Excerpts from point annotation data
_ _ _ _ _
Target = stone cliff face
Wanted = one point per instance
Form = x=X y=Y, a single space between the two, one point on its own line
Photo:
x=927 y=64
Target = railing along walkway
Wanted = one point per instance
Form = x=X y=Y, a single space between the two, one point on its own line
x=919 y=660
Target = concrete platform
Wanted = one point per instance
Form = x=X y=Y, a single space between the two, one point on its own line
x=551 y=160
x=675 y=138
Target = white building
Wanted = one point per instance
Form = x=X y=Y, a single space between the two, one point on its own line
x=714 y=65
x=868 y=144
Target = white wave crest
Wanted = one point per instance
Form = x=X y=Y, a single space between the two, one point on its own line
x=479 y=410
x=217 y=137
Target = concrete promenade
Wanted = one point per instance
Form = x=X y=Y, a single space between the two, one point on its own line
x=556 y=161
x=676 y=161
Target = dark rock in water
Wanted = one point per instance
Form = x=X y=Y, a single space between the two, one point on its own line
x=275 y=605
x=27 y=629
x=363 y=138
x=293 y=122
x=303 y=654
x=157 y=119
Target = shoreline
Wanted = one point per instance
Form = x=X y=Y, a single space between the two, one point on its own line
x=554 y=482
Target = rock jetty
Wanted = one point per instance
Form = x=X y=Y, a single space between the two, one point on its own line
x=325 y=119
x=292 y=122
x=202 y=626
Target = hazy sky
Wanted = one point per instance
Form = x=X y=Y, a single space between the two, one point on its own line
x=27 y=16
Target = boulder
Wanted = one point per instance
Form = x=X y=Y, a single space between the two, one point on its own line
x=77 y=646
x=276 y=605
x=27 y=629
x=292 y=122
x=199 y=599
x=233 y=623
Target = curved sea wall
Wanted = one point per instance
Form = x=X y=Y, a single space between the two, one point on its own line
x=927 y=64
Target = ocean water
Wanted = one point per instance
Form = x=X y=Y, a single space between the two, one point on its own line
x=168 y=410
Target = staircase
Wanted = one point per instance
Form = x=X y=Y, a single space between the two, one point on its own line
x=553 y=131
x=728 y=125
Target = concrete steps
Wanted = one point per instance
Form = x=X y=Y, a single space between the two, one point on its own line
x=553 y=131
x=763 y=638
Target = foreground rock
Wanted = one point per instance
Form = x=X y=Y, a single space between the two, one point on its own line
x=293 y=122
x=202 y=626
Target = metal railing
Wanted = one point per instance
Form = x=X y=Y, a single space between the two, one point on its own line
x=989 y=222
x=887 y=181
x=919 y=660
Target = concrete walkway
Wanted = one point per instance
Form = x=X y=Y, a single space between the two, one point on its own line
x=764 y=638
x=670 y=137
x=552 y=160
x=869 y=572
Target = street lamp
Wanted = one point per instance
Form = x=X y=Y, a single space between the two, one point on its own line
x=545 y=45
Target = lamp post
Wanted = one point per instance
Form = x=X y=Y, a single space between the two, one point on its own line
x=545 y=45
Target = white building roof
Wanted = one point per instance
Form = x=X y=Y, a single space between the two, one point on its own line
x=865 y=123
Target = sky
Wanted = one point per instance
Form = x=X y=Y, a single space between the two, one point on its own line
_ _ _ _ _
* **The request**:
Replace every occurrence of "per instance" in the entries with "per item", and keep all other text unchanged.

* **Solution to the exercise**:
Target = stone cliff face
Wanted = one point per item
Form = x=X y=Y, a single space between the two, one point on its own line
Photo:
x=927 y=64
Target = railing along walkway
Wanted = one point per item
Form = x=X y=Y, a single space between the two, one point on its own line
x=919 y=660
Target = concrete platform
Wanted = one point per item
Form = x=X y=Y, a single space between the two, one point on its own line
x=551 y=160
x=675 y=138
Target = white building
Wanted = one point per item
Form = x=X y=Y, a single space between the two, one point on its own line
x=714 y=65
x=868 y=144
Target = white wave crest
Wanted = one point per item
Form = x=X y=Y, a single space between the two, one point on its own line
x=479 y=410
x=217 y=137
Target = concrete promenade
Wanted = one point per item
Form = x=X y=Y, a single space between the two, one point on its own line
x=556 y=161
x=676 y=161
Target = dark rock in water
Wanted = one point per item
Form = x=X y=Y, a single space between the two, one point on its own line
x=275 y=605
x=27 y=629
x=363 y=138
x=293 y=122
x=303 y=654
x=157 y=119
Target = shoreline
Wanted = one point per item
Form = x=X y=Y, a single space between the two, one point on its own line
x=554 y=482
Target = rock jetty
Wanted = one point per item
Form = x=X y=Y, a single space between the two, one point on its own line
x=325 y=119
x=292 y=122
x=202 y=626
Target = hazy sky
Wanted = one point per item
Form = x=X y=Y, a single space between the two, one point on its own line
x=27 y=16
Target = boulder
Wanted = one point per item
Form = x=X y=Y, a single space between the two, one point on its own line
x=77 y=646
x=276 y=605
x=27 y=629
x=292 y=122
x=199 y=599
x=233 y=623
Target = curved sea wall
Wanted = one point per item
Form = x=X y=Y, a single space between the two, one point on its own line
x=927 y=64
Target = ocean water
Wanted = one point per item
Form = x=X y=Y, a single space between the two, one point on its own line
x=168 y=410
Target = staircase
Wanted = one point per item
Form = x=X y=Y, a single space between the two, one point on its own line
x=553 y=131
x=728 y=125
Target = concrete steps
Wanted = one point per item
Form = x=X y=Y, a single space between the two, one point on its own line
x=553 y=131
x=763 y=638
Target = foreground rock
Wanted = one point per item
Form = x=X y=Y, a single space between the two, one point on its own line
x=293 y=122
x=202 y=626
Target = metal railing
Wanted = one point per item
Form = x=X y=Y, a single space between the two, one point on its own line
x=989 y=222
x=887 y=181
x=919 y=660
Target = concrete walkway
Wanted = one point per item
Form = x=X y=Y, a single space between the two, one point on its own line
x=764 y=638
x=670 y=137
x=552 y=160
x=869 y=572
Target = street lamp
Wanted = one point per item
Form = x=X y=Y, a single space between the two, one point on its own line
x=545 y=45
Target = lamp post
Wanted = one point per item
Form = x=X y=Y, a single space between the two, one point on its own line
x=545 y=45
Target = white building roof
Wanted = one point per item
Form = x=X y=Y, a single space between the two, one point on its own line
x=865 y=123
Target = sky
Wanted = one point per item
Form = x=X y=Y, a single space between the two, one point on its own line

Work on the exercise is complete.